Saved entries
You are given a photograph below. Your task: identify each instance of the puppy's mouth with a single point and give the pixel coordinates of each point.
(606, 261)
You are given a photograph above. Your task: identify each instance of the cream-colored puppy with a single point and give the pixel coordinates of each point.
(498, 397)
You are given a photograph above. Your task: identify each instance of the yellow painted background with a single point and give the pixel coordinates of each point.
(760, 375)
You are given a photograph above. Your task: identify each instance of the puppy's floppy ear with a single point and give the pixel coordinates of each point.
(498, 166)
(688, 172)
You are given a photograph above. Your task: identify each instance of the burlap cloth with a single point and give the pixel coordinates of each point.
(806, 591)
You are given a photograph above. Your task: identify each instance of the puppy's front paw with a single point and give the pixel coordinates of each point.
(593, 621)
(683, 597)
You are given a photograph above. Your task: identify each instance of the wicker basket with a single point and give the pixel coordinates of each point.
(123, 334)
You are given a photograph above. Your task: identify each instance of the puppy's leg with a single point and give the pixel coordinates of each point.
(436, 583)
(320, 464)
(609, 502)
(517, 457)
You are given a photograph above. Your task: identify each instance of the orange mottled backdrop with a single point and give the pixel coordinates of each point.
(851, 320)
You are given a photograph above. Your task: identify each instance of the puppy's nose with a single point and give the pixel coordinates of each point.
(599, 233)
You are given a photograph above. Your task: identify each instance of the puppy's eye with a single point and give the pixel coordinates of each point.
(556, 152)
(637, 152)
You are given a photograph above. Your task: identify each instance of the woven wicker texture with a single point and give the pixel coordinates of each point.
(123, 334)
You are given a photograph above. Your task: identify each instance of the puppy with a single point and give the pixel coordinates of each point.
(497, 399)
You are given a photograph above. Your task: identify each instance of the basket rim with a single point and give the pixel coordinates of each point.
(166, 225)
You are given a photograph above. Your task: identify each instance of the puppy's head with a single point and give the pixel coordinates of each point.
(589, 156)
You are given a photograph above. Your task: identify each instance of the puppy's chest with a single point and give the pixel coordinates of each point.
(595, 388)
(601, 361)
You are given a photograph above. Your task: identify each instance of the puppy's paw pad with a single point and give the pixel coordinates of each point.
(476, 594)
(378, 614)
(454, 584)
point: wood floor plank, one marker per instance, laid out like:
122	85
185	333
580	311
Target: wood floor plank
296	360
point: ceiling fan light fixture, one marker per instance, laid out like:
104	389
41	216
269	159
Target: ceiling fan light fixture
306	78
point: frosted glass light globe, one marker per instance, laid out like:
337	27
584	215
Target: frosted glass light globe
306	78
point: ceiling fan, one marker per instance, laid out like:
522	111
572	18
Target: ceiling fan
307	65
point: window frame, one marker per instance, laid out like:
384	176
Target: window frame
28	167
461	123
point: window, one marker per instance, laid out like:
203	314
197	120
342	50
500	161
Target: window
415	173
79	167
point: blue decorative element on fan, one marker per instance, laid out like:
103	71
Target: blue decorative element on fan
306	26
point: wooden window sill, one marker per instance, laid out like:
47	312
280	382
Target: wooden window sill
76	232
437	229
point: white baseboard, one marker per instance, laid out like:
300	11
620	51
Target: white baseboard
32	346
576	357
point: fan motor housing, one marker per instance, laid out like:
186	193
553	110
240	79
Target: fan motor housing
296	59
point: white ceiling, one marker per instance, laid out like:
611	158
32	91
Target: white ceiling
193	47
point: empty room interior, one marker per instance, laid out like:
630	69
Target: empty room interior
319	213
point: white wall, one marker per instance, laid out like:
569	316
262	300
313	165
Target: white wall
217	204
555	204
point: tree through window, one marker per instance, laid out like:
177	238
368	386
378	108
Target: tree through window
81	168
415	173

● **Work task**: Give back every entry exactly.

● **Task response**:
You are given a photograph below. Your task: identify each instance of the puppy's mouth with a single point and give the pixel coordinates of each point.
(606, 261)
You are given a photograph above. Your task: identify each instance of the cream-colored puppy with a single point and give the pixel coordinates of each point.
(498, 397)
You are given a photograph above. Your task: identify each instance of the yellow painted background with a single point and give the pixel coordinates of each point.
(760, 375)
You are given a photograph above. Your task: identify each instance of the puppy's floppy ear with a single point and give the pixel coordinates of each point.
(498, 166)
(688, 172)
You are given a photograph above. Your task: identify each instance of the burlap cloth with a single point and give the pixel coordinates of each point.
(806, 591)
You are given a photograph above. Your task: identify each instance of the puppy's front paw with a single point and give the pixel coordinates of each point.
(593, 621)
(683, 597)
You are given a photograph above. Your task: identify each instance of the wicker basket with a single point and give the pixel coordinates of each point.
(123, 334)
You are given a photograph above. Your task: identify each instance of the puppy's leg with a single point and give the pixel coordinates of each point.
(436, 583)
(320, 464)
(609, 502)
(517, 457)
You are given a photograph above. Your task: identify each instance of the orange mottled backdrop with a single point and give the pixel coordinates of each point.
(851, 320)
You are given a photograph above. Your task: identify each instance of the puppy's nose with a single point and give the pixel coordinates of each point.
(599, 233)
You are given a photograph above. Your task: identify each instance of the puppy's eye with a single point and give the pixel coordinates of each point.
(556, 152)
(637, 152)
You are given a photograph above. Your task: identify each instance of the woven wicker texture with a single point and give the pixel coordinates of each point.
(123, 334)
You are given a photograph above. Your task: identify each instance of the puppy with a single point and give the pixel coordinates of each point.
(497, 399)
You are given a photograph above. Your task: identify each instance of the basket rim with a single point and give the pixel coordinates of each point.
(166, 225)
You are given a photograph above. Your task: identify each instance of the puppy's head with a single point and give the pixel coordinates of each point.
(589, 156)
You are given a photograph above. Your task: identify each instance of the puppy's chest with a single point and give the pixel coordinates of each point.
(595, 388)
(601, 361)
You are given a photograph above. Your task: identify each instance of the puppy's paw pad with a single point and give the pixel coordinates of each point.
(476, 594)
(378, 614)
(454, 584)
point: wood floor plank, one marker per instance, laid out like:
122	85
185	333
580	311
Target: wood floor plank
296	360
point: ceiling fan light fixture, one marker per instance, laid out like:
104	389
41	216
269	159
Target: ceiling fan light fixture
306	78
point: frosted glass light globe, one marker per instance, laid out like:
337	27
584	215
Target: frosted glass light globe
306	78
point: ceiling fan, one marker per instance, laid out like:
522	111
572	18
Target: ceiling fan
307	65
point: window frame, one marker per instance, laid out like:
384	176
Target: window frame
28	167
461	123
point: window, one marker per instance, laid out like:
203	314
197	120
342	50
500	161
Target: window
415	173
79	167
point: blue decorative element on fan, one marker per instance, laid out like:
103	71
Target: blue decorative element on fan
306	26
point: wooden window sill, one marker per instance, laid out like:
47	312
280	382
Target: wooden window sill
76	232
437	229
point: white baseboard, one marker per instance, laid out like:
300	11
620	51
Target: white baseboard
32	346
576	357
point: fan motor housing, one marker per instance, laid out like:
186	193
553	110
240	79
Target: fan motor housing
296	59
point: white ceiling, one marker per instance, laid out like:
611	158
32	91
Target: white ceiling
193	47
point: empty room interior, one marker per instance, laid out like:
630	69
Target: empty room interior
319	213
point: white wall, one marker per instance, laid out like:
569	316
262	300
313	165
Target: white wall
217	204
555	204
point: tree through window, one marker per instance, laid out like:
177	238
368	386
378	108
Target: tree through window
81	168
415	173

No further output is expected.